TASK TO CARRY OUT:
Only one stretch of the listing below is wanted. Begin at the line that has "target: metal gate", stop after the line that has "Provide the mask for every instance of the barn gable", and repeat every line in between exactly.

DATA EXTRACTS:
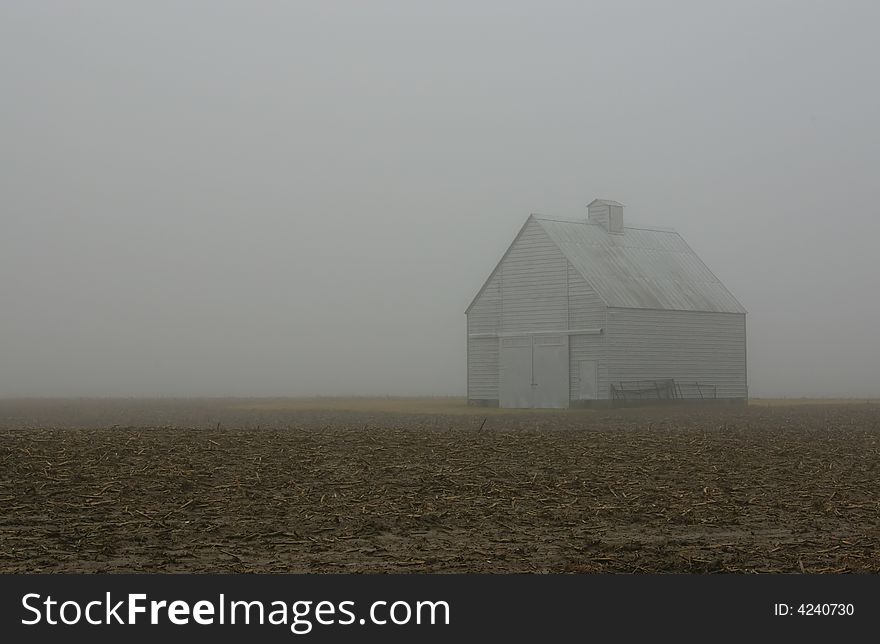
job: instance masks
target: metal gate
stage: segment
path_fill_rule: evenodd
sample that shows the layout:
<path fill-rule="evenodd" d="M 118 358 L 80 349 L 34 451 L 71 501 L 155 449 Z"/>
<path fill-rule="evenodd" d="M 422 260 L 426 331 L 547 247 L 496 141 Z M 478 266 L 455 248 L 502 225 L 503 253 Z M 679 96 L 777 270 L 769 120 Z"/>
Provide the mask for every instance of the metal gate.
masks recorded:
<path fill-rule="evenodd" d="M 568 336 L 501 338 L 501 407 L 568 407 Z"/>

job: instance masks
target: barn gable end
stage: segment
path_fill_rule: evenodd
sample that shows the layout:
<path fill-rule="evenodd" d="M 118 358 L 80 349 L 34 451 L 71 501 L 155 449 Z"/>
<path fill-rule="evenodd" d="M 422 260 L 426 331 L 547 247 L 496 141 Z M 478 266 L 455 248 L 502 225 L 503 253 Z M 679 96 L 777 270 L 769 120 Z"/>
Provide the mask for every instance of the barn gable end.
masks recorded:
<path fill-rule="evenodd" d="M 529 217 L 467 309 L 468 399 L 497 405 L 505 338 L 564 336 L 566 387 L 580 396 L 578 365 L 604 343 L 605 305 L 535 217 Z M 573 334 L 586 329 L 590 335 Z M 549 342 L 546 339 L 529 342 Z M 572 352 L 574 359 L 568 357 Z M 606 368 L 601 366 L 604 374 Z M 607 380 L 607 378 L 606 378 Z M 603 385 L 607 389 L 607 384 Z"/>

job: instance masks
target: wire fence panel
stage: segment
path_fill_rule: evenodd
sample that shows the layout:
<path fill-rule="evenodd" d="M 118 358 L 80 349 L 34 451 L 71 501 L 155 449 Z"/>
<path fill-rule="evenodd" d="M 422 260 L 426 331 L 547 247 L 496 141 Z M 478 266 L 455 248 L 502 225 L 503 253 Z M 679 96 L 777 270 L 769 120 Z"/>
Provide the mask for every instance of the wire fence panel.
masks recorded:
<path fill-rule="evenodd" d="M 713 384 L 676 382 L 673 378 L 622 380 L 611 384 L 612 400 L 713 399 L 717 392 Z"/>

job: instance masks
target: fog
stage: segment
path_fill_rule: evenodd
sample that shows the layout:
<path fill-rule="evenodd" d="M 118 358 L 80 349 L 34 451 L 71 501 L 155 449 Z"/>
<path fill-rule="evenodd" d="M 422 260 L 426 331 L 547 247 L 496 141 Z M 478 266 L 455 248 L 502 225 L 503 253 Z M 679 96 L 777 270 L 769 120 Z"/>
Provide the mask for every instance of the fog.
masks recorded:
<path fill-rule="evenodd" d="M 873 2 L 0 5 L 0 396 L 463 395 L 529 213 L 678 230 L 880 396 Z"/>

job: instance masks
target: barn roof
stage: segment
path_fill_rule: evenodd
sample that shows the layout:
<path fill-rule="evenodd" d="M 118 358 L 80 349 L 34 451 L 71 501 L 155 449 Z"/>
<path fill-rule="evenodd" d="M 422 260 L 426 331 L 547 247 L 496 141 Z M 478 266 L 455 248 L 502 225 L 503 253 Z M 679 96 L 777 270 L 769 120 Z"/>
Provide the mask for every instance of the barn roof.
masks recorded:
<path fill-rule="evenodd" d="M 520 233 L 530 221 L 541 226 L 611 308 L 746 312 L 674 230 L 625 227 L 623 233 L 609 233 L 604 226 L 586 219 L 570 221 L 530 215 Z M 516 239 L 510 247 L 515 243 Z M 503 261 L 504 257 L 467 311 Z"/>
<path fill-rule="evenodd" d="M 533 219 L 609 307 L 746 312 L 673 230 Z"/>

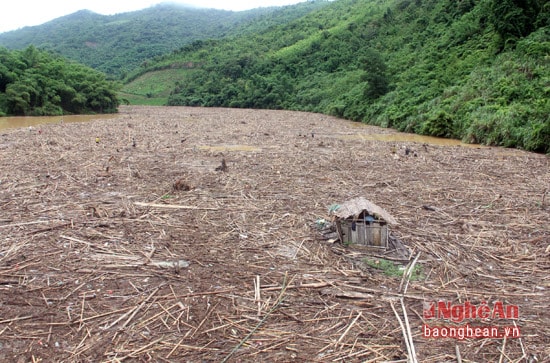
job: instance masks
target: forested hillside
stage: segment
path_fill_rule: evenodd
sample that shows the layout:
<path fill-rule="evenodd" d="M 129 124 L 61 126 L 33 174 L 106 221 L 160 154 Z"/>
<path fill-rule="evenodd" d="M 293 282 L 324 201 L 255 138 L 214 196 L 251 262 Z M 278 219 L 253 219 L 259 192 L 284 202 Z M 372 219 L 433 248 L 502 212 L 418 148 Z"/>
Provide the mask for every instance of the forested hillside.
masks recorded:
<path fill-rule="evenodd" d="M 261 31 L 300 18 L 325 3 L 240 12 L 166 3 L 110 16 L 81 10 L 43 25 L 2 33 L 0 46 L 23 49 L 32 44 L 124 77 L 145 60 L 195 40 Z"/>
<path fill-rule="evenodd" d="M 537 0 L 338 0 L 265 31 L 184 46 L 125 89 L 191 62 L 169 105 L 322 112 L 550 152 L 549 19 L 549 2 Z"/>
<path fill-rule="evenodd" d="M 103 73 L 33 46 L 0 47 L 0 116 L 115 112 L 117 89 Z"/>

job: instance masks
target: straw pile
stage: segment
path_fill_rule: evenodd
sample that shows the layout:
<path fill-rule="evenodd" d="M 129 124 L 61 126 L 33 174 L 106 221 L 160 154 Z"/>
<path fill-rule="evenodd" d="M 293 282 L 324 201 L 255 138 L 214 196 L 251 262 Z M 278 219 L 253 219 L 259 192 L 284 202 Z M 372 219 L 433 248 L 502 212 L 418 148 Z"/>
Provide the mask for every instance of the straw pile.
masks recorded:
<path fill-rule="evenodd" d="M 2 132 L 0 361 L 548 361 L 548 157 L 363 137 L 378 133 L 154 107 Z M 361 196 L 422 278 L 311 228 Z M 439 300 L 518 305 L 463 323 L 521 338 L 424 338 L 453 325 L 423 320 Z"/>

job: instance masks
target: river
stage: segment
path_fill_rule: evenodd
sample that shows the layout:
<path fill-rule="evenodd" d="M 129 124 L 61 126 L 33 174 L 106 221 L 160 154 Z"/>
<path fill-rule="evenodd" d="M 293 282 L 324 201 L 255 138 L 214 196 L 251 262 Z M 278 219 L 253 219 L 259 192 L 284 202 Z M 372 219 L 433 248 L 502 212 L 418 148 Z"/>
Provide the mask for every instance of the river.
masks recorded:
<path fill-rule="evenodd" d="M 97 119 L 112 119 L 116 117 L 118 117 L 118 114 L 0 117 L 0 130 L 31 126 L 37 127 L 44 124 L 64 122 L 86 122 Z"/>
<path fill-rule="evenodd" d="M 65 116 L 16 116 L 16 117 L 0 117 L 0 130 L 20 128 L 20 127 L 38 127 L 43 124 L 54 123 L 70 123 L 70 122 L 86 122 L 97 119 L 113 119 L 119 114 L 99 114 L 99 115 L 65 115 Z M 368 129 L 369 125 L 364 123 L 352 122 L 355 128 Z M 417 142 L 430 145 L 440 146 L 465 146 L 465 147 L 480 147 L 480 145 L 464 144 L 460 140 L 444 139 L 439 137 L 424 136 L 408 133 L 361 133 L 338 135 L 343 140 L 373 140 L 387 142 Z"/>

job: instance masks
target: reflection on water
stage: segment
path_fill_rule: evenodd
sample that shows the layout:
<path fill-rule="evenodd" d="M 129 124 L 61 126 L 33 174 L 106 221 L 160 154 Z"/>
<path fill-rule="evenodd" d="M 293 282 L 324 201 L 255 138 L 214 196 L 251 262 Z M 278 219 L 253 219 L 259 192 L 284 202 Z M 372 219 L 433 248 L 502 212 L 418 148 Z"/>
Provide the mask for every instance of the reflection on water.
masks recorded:
<path fill-rule="evenodd" d="M 118 114 L 0 117 L 0 130 L 29 126 L 35 127 L 37 125 L 63 122 L 86 122 L 98 119 L 112 119 L 116 117 L 118 117 Z"/>
<path fill-rule="evenodd" d="M 222 151 L 262 151 L 259 147 L 251 146 L 251 145 L 216 145 L 216 146 L 208 146 L 208 145 L 201 145 L 199 146 L 200 150 L 206 150 L 206 151 L 216 151 L 216 152 L 222 152 Z"/>
<path fill-rule="evenodd" d="M 444 139 L 441 137 L 424 136 L 417 134 L 351 134 L 339 135 L 342 140 L 366 140 L 366 141 L 386 141 L 386 142 L 418 142 L 421 144 L 440 145 L 440 146 L 464 146 L 464 147 L 481 147 L 476 144 L 464 144 L 460 140 Z"/>

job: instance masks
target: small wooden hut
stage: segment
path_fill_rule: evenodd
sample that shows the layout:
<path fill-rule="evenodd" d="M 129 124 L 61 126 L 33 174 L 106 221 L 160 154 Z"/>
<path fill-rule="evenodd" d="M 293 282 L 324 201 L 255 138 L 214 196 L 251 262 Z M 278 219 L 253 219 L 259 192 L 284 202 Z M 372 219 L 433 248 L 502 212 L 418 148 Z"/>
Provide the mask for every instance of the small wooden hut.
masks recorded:
<path fill-rule="evenodd" d="M 336 230 L 342 243 L 388 248 L 388 224 L 397 224 L 388 212 L 359 197 L 332 208 Z"/>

SOLUTION BELOW:
target: metal gate
stage: segment
path_fill_rule: evenodd
sample that shows the layout:
<path fill-rule="evenodd" d="M 118 358 L 80 349 L 34 451 L 71 501 L 155 449 Z"/>
<path fill-rule="evenodd" d="M 422 260 L 426 331 L 547 247 L 496 141 Z M 478 266 L 455 248 L 502 225 L 503 253 Z M 679 96 L 777 270 L 769 120 Z"/>
Provide the mask for every instance of the metal gate.
masks recorded:
<path fill-rule="evenodd" d="M 568 336 L 501 338 L 501 407 L 568 407 Z"/>

job: instance masks
target: barn gable end
stage: segment
path_fill_rule: evenodd
sample that shows the layout:
<path fill-rule="evenodd" d="M 118 358 L 80 349 L 34 451 L 71 501 L 155 449 Z"/>
<path fill-rule="evenodd" d="M 422 260 L 426 331 L 547 247 L 496 141 Z M 478 266 L 455 248 L 502 225 L 503 253 Z M 679 96 L 777 270 L 769 120 Z"/>
Provide the mask for every instance of the barn gable end.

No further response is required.